▶ Data shown:
"""

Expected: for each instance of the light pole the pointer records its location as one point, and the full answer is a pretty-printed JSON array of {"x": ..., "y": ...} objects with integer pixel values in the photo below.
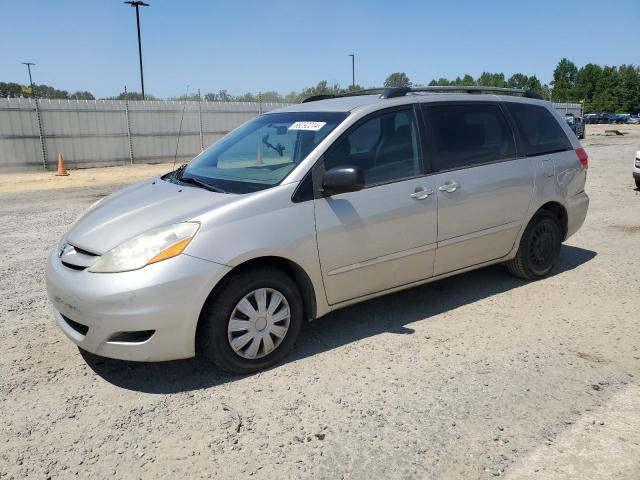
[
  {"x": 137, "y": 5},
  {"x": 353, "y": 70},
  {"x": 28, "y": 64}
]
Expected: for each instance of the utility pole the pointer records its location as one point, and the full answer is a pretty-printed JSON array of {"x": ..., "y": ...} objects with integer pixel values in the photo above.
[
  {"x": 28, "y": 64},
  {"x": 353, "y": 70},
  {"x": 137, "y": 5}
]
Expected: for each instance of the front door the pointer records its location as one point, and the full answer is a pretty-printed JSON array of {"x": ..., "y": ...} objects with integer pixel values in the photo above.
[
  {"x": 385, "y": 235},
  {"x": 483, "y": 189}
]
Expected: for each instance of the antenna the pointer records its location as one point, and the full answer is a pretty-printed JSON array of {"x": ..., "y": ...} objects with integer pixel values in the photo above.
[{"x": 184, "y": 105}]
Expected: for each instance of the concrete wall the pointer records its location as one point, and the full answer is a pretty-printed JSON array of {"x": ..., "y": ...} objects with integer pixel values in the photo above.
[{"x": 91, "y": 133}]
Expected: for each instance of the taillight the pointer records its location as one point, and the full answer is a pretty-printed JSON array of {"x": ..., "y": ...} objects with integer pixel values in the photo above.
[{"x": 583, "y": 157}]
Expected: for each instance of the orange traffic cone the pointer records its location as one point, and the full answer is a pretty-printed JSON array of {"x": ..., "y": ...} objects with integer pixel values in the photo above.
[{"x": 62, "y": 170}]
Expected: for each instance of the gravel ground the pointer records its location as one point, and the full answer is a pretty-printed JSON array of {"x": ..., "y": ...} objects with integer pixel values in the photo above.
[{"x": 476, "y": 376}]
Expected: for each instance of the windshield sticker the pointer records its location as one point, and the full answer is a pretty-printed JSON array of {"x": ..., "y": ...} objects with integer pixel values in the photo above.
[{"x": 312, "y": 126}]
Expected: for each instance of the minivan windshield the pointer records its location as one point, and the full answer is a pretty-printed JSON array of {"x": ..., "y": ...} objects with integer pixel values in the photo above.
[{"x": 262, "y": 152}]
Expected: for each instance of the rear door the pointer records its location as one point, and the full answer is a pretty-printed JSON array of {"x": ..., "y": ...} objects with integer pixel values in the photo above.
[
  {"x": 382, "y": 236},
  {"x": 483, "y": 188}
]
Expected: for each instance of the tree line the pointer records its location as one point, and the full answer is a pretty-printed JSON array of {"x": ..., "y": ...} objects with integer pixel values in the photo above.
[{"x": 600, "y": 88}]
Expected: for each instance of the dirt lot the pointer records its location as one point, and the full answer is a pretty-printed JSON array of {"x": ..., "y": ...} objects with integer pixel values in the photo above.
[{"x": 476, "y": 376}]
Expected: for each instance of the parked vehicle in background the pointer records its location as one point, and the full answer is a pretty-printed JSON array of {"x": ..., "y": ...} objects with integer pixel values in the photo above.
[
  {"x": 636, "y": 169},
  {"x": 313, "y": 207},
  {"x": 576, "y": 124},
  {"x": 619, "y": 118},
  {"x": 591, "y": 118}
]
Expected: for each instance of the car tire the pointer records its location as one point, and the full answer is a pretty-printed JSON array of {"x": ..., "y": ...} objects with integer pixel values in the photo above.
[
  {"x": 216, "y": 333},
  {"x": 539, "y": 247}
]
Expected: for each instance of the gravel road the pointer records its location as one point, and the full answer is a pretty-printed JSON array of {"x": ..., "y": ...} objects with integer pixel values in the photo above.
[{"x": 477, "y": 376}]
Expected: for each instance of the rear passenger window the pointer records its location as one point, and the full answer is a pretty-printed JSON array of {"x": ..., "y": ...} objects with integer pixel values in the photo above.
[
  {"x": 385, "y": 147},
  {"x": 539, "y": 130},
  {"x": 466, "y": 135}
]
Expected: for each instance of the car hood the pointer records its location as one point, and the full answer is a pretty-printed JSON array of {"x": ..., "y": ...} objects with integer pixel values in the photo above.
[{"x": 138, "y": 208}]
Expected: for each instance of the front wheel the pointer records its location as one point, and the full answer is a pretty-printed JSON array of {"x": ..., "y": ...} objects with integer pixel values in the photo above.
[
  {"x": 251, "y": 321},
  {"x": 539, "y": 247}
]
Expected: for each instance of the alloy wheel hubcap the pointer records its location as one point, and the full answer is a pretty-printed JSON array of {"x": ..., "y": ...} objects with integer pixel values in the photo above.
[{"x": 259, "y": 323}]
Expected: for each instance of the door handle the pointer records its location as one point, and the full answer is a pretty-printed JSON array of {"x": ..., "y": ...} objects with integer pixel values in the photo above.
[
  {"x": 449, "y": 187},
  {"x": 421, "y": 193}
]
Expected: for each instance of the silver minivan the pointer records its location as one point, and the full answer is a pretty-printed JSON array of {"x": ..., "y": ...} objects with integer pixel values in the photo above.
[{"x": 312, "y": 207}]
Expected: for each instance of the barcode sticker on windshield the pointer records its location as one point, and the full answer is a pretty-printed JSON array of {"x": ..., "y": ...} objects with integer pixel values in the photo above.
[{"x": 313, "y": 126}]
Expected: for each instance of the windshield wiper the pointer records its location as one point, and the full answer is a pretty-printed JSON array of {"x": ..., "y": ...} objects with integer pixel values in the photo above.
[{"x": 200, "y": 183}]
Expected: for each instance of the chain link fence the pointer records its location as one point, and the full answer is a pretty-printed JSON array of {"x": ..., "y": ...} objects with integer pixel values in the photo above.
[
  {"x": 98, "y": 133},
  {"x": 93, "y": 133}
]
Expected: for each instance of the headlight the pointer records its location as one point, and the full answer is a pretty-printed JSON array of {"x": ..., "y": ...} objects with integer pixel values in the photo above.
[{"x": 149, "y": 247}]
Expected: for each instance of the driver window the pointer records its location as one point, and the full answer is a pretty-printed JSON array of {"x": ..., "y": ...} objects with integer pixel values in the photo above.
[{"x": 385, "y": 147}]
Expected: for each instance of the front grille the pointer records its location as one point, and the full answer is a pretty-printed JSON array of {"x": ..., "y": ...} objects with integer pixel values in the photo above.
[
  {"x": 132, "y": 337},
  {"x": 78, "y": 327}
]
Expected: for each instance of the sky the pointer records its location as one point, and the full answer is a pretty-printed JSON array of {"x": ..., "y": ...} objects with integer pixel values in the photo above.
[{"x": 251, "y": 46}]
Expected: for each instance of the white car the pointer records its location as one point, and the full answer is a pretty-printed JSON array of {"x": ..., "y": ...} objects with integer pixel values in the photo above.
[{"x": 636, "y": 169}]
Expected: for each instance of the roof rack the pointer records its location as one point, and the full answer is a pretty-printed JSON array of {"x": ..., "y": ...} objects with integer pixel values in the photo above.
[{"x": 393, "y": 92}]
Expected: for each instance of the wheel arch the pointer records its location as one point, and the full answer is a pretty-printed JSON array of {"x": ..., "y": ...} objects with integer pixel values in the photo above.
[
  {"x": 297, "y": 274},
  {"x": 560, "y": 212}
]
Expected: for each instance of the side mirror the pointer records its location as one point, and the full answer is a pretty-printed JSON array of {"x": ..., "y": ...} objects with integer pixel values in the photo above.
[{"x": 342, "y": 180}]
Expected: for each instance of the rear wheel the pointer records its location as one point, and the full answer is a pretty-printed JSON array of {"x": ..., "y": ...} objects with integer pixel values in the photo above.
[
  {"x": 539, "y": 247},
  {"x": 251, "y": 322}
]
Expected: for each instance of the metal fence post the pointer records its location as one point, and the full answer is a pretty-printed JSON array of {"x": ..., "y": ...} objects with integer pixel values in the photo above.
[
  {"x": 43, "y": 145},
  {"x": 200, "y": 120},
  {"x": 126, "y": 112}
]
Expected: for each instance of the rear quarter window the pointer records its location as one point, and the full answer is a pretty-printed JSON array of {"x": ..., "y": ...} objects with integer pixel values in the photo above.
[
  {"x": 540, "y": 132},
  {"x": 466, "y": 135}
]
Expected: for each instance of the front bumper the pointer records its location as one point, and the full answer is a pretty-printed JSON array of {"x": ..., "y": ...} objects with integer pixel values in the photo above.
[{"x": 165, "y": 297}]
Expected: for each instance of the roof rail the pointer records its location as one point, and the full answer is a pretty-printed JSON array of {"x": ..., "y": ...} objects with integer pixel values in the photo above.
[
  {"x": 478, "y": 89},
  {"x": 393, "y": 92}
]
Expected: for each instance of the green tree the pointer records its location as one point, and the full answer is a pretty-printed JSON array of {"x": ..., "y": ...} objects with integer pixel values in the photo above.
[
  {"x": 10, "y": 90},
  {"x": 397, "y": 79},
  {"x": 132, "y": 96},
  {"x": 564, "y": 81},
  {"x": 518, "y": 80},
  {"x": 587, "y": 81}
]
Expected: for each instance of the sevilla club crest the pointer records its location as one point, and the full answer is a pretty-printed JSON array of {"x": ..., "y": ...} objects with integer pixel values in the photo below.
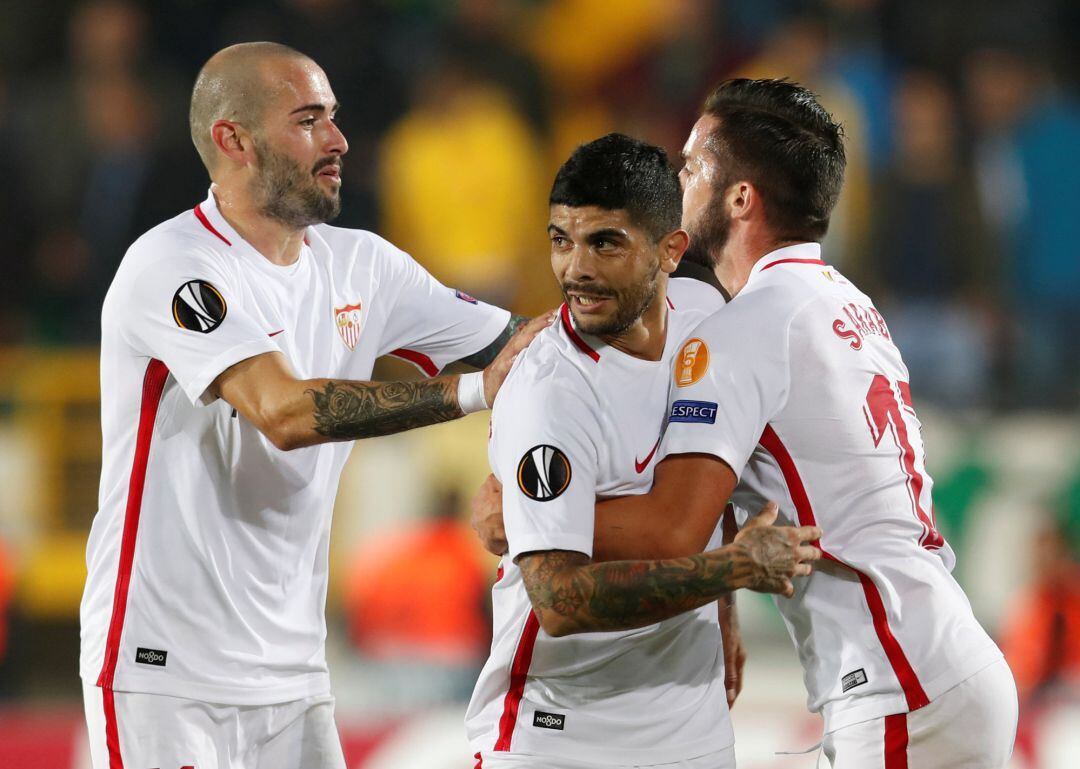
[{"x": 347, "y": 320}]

"""

Each line from the one containing "Expected: for each instance of the roof rail" through the last line of the listing is to be given again exactly, with no pictures and no other lines.

Expected: for each instance of the roof rail the pointer records its location as one point, and the full answer is a pretty-printed JSON array of {"x": ..., "y": ...} objects with integer pixel values in the photo above.
[
  {"x": 478, "y": 89},
  {"x": 393, "y": 92}
]
Expected: for each instance of the green tree the pointer records its location as one point, and the full answer is a pretty-printed JSON array of {"x": ..., "y": ...} objects with integer pixel values in the photo above.
[
  {"x": 10, "y": 90},
  {"x": 397, "y": 79},
  {"x": 132, "y": 96},
  {"x": 564, "y": 81},
  {"x": 518, "y": 80},
  {"x": 587, "y": 81}
]
Expected: for each instance of the sevilla club crest the pointer records its location as one point, and the full answer is a pretty-printed JSON array of {"x": ..., "y": ...} objects with integer pixel values in the photo below.
[{"x": 347, "y": 320}]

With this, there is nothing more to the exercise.